__Supplied passage__
________________

CRIME IN SHELBY AND AUDUBON COUNTIES.
(CONTINUED)

THE JELLERSON MURDER AND SUBSEQUENT LYNCHING.

The darkest page of crime's history within Audubon County up to the present time was made in the years 1884-'85. As in all such cases, the reports given, especially as to where the blame should rest the heaviest, varies as told by different men and written about by various pens. It is not the sphere of the recorder of local history to shade and cover for the purpose of fastening guilt upon or censuring any who may have been unfortunate enough to have taken part in any way in a deed so full of darkness. From the best possible sources the writer has obtained the following facts concerning Audubon County's double tragedy:

It appears that on April 26, 1884, an old and inoffensive citizen of the county living about four miles southeast from Audubon, named Hiram Jellerson, was taken from his bed at night by his son and two sons-in-law (as was finally proven) and dragged some distance to a tree, where in his nakedness he was hung. From all that can be learned Mr. Jellerson was a crippled up old man who was a good citizen, possessing fairly good moral and intellectual traits of character, but who had been unfortunate in his family connections, and through them had lost much of his hard-earned property. His son, Cicero B., who confessed the terrible crime later on, was of a brutish make-up, inheriting, it is believed, from his mother, who was of a low type and anything but intellectual.

________________

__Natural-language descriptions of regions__
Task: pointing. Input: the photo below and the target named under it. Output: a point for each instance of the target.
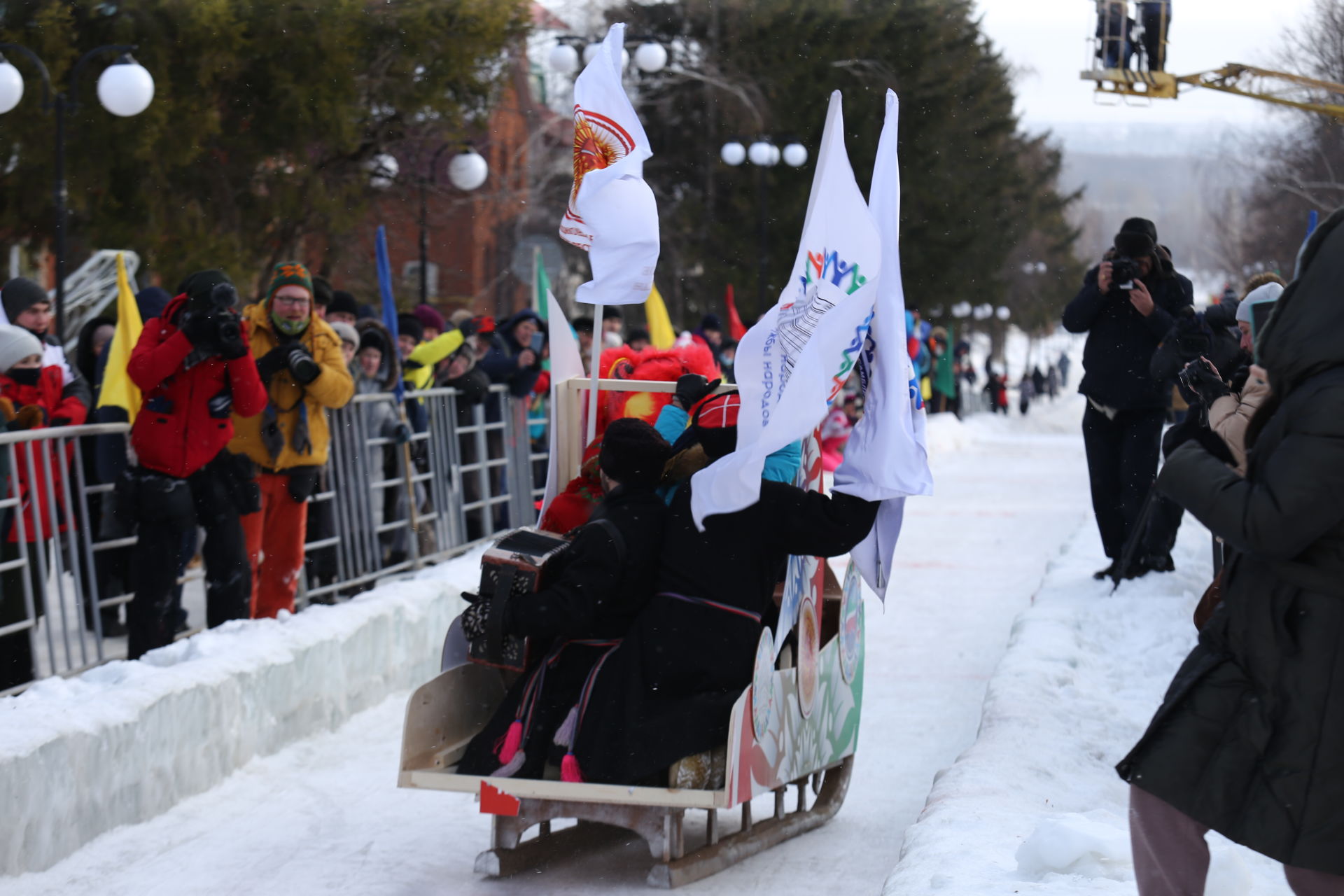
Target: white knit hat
(1264, 293)
(15, 346)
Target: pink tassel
(512, 742)
(511, 767)
(565, 734)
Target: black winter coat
(667, 692)
(1250, 738)
(1121, 342)
(596, 593)
(500, 362)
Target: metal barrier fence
(472, 472)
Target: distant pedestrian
(1026, 391)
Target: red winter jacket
(174, 431)
(48, 394)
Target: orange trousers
(276, 538)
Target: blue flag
(385, 289)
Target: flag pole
(597, 358)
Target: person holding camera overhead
(1126, 307)
(192, 367)
(300, 362)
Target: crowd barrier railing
(381, 508)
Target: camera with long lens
(302, 365)
(1123, 273)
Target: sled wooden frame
(447, 713)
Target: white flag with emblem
(610, 214)
(886, 457)
(792, 365)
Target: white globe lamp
(762, 153)
(733, 153)
(468, 169)
(11, 86)
(125, 88)
(651, 57)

________________

__Exercise set__
[1] In the account of the Jellerson murder, restate the paragraph beginning "It appears that on April 26, 1884" as a short bulleted list that keeps its main facts.
[2] According to the account of the Jellerson murder, how far from Audubon, and in which direction, did Hiram Jellerson live?
[3] Carry on the account of the Jellerson murder from its last sentence.
None of the items matter here.

__Results__
[1]
- On the night of April 26, 1884, Hiram Jellerson was taken from his bed by his son and two sons-in-law, as was later proven.
- He lived about four miles southeast of Audubon.
- He was dragged to a tree and hanged naked.
- He was a crippled old man and a good citizen of fair moral and intellectual character.
- Through his family connections he had lost much of his hard-earned property.
- His son, Cicero B., later confessed to the crime. He was described as brutish, a trait believed to have come from his mother.

[2] About four miles southeast of Audubon.

[3]
THe sons-in-law were residents of Carroll County named Joel J. Wilson and John A. Smyth, who together with the son of a selfish mother, took the life of an aged, well-respected man after several weeks of planning. After the usual preliminary work the three murderers were arrested, the son Cicero having allowed their crime to be made known to an outraged community, partly through his simple-mindedness and partly through the total depravity to which he was sunken. Hence the three were subsequently indicted and placed in jail awaiting their lawful trial. The ensuing term of the district court allowed the case to be continued. The next term of court was held in February, 1885, Judge Loofbourow on the bench. The defendants filed a motion for a change of venue on the ground of prejudice among the citizens of the county, the said motion being sustained by a few attorneys, together with four affidavits filed by men in extreme parts of the county, and who were supposed to know but little concerning the case or the feelings of the excited community who had been too frequently annoyed by mismanaged courts and slow grinding "mills of justice."

The motion was filed, but not acted upon the same day, by Judge Loofbourow, who, before court convened the following week (for reasons not generally known) exchanged benches with Hon. Judge H. C. Henderson, of Marshalltown, Iowa, who took charge of the court in Audubon on the following day, in place of Judge Loofbourow. These days were full of suspense to the anxious citizens, who had made up their minds that these murderers should be tried, or at least punished, in their own county -- their guilt having been established beyond a doubt. To the great surprise of the vast throng from all parts of the county present, His Honor Judge Henderson made it known that Judge Loofbourow had concluded not to try the case at home, but had heard with favor the prayer of the seven men who asked for a change of venue to Cass County.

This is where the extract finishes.